Start of SOURCE TEXT
For each of the items in the list, to get to the more detailed view of the corresponding metadata the ‘more’ button has to be clicked:

//p/a/{click/}

On this new page our analysis made evident that every metadata element we want to harvest is a child node of a div with the class name ‘tx-bicctools-pi3’. Therefore we select this node to be our starting point for the new page:

//div[@class="tx-bicctools-pi3"]

From there we collect the relevant data fields and output them into XML tags.

[? ./h1:<title=string(.)>]

[? ./div[@class="publicationfield cover-field"]/img:

<number=@title>]

[? ./div[@class="publicationfield date_from"]:

<date_from=string(.)>]

[? ./div[@class="publicationfield abstract-field"]:

<abstract=string(.)>]

[? ./div[1]/ul/li/a:

<url=@href>]

[? ./div[1]/ul/li/a:

<lang=string(.)>]

[? ./div[2]/ul/li/a:

<author=string(.)>]

[? ./div[3]/ul/li/a:<topic=string(.)>]

[? ./div[4]/ul/li/a:<geoContext=string(.)>]

When running the OXPath script now, the output looks a bit unclean. Many of the field contents are not yet in the form normally needed for a digital library import.
End of SOURCE TEXT
Start of DATA BLOCK
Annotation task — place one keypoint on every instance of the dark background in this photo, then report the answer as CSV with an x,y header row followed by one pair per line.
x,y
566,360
End of DATA BLOCK
Answer these questions about the OXPath walkthrough:
1. Which button has to be clicked to reach the detailed metadata view?
2. What class name belongs to the div chosen as the starting point on the new page?
3. Which XML tag receives the string taken from the h1 node?

1. The 'more' button.
2. tx-bicctools-pi3
3. title